• Document excerpt:

· · · · ·

Brasstracks Drop New Track "Missed Your Call"

Brasstracks Drop New Track "Missed Your Call"

Brasstracks Drop New Track "Missed Your Call"

Amidst their new singles, the duo talked to VMAN about their upcoming album, pre-quarantine New York, and the artists who've impacted them.

Amidst their new singles, the duo talked to VMAN about their upcoming album, pre-quarantine New York, and the artists who've impacted them.

Text: Sam Ford

With Ivan Jackson on trumpet and Conor Rayne drumming, Brasstracks’ discography is equipped for both jazz lovers and hip-hop fanatics. The New York natives are known for a sound that’s driven by soulful brass but grounded to a funk beat, and over the years they’ve produced and written hits for the likes of Wyclef Jean, Anderson .Paak, GoldLink, Harry Styles, and Mark Ronson. Brasstracks’ most acclaimed collaboration was awarded a Grammy for best rap performance in 2016, when they produced Chance the Rapper’s “No Problem” featuring Lil Wayne and 2 Chainz.

· · · · ·

• Provided records:
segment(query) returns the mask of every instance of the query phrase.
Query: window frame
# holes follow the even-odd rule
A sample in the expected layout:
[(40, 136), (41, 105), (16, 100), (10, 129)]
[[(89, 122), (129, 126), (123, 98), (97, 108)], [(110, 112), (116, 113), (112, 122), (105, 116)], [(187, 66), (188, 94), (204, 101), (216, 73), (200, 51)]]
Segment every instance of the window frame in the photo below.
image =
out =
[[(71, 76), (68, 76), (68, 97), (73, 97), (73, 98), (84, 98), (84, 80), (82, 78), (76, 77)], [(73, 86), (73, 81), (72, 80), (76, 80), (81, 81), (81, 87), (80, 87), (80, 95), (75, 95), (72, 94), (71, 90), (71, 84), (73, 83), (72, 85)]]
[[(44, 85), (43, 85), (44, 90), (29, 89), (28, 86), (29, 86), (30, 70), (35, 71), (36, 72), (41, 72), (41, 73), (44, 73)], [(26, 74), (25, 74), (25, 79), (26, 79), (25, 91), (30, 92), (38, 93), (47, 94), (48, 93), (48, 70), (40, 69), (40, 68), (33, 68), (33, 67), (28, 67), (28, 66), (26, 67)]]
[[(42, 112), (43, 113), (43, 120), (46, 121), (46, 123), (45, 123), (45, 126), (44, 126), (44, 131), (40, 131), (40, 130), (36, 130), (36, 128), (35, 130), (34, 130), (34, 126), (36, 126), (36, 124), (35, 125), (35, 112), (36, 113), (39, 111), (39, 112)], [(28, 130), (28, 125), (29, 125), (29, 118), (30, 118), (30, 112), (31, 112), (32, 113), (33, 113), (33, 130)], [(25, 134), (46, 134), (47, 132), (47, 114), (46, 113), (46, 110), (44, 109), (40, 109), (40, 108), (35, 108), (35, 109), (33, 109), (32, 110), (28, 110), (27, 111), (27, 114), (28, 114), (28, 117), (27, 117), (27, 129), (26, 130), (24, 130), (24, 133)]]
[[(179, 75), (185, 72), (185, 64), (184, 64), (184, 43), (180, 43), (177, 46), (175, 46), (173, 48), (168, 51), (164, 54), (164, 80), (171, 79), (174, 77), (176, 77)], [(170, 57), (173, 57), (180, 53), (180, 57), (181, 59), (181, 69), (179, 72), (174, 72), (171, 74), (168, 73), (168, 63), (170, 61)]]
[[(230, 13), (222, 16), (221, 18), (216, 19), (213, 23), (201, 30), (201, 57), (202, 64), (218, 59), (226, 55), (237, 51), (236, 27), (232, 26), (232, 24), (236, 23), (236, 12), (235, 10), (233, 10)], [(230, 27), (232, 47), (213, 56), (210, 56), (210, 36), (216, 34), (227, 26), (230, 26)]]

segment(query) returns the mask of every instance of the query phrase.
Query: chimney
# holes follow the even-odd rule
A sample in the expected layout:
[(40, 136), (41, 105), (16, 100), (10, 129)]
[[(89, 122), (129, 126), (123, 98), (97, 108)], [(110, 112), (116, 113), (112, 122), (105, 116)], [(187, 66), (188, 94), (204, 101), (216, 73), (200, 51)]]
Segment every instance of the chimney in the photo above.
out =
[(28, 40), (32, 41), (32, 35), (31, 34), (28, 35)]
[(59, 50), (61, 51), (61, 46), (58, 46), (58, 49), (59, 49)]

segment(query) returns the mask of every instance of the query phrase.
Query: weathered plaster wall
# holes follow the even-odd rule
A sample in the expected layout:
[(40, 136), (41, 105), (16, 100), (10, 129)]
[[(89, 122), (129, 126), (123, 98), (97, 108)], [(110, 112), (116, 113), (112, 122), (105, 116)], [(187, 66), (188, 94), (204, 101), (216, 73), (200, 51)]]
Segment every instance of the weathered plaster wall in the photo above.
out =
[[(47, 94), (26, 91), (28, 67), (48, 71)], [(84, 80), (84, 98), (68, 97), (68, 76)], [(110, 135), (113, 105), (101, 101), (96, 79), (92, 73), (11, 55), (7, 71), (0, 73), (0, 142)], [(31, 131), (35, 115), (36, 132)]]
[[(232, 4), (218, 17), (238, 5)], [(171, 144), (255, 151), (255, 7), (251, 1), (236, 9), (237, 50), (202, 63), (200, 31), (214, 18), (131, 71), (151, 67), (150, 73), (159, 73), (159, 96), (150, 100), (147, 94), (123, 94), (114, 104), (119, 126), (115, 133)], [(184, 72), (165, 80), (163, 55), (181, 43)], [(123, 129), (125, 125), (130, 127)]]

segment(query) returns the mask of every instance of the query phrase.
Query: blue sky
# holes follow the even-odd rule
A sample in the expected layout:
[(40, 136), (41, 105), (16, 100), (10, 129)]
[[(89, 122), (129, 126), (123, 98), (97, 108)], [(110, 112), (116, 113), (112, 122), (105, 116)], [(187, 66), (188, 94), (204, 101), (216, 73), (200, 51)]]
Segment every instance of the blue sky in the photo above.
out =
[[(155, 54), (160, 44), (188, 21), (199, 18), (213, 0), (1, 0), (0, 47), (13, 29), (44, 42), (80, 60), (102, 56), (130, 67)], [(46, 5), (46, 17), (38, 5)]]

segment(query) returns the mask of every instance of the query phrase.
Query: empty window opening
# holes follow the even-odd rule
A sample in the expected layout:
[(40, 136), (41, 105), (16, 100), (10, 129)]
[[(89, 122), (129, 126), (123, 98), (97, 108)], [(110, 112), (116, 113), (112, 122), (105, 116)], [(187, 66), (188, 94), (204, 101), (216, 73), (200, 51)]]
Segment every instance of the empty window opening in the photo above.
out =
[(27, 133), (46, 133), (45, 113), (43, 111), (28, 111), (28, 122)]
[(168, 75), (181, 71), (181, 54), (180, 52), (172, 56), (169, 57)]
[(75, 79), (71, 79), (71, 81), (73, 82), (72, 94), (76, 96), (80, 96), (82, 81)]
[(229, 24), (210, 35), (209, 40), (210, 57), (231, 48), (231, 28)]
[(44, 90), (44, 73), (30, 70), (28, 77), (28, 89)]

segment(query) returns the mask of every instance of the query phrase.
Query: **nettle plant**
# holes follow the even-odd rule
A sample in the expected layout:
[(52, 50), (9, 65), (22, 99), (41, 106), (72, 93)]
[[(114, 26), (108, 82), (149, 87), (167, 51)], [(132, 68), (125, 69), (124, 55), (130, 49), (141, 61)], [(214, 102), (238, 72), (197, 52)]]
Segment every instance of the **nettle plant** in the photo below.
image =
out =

· · · · ·

• Instructions to follow: Return the full Brasstracks article word for word, with nothing left out or changed. The records can be set aside, since nothing here depends on them.

• Answer section:
Brasstracks Drop New Track "Missed Your Call"

Brasstracks Drop New Track "Missed Your Call"

Brasstracks Drop New Track "Missed Your Call"

Amidst their new singles, the duo talked to VMAN about their upcoming album, pre-quarantine New York, and the artists who've impacted them.

Amidst their new singles, the duo talked to VMAN about their upcoming album, pre-quarantine New York, and the artists who've impacted them.

Text: Sam Ford

With Ivan Jackson on trumpet and Conor Rayne drumming, Brasstracks’ discography is equipped for both jazz lovers and hip-hop fanatics. The New York natives are known for a sound that’s driven by soulful brass but grounded to a funk beat, and over the years they’ve produced and written hits for the likes of Wyclef Jean, Anderson .Paak, GoldLink, Harry Styles, and Mark Ronson. Brasstracks’ most acclaimed collaboration was awarded a Grammy for best rap performance in 2016, when they produced Chance the Rapper’s “No Problem” featuring Lil Wayne and 2 Chainz.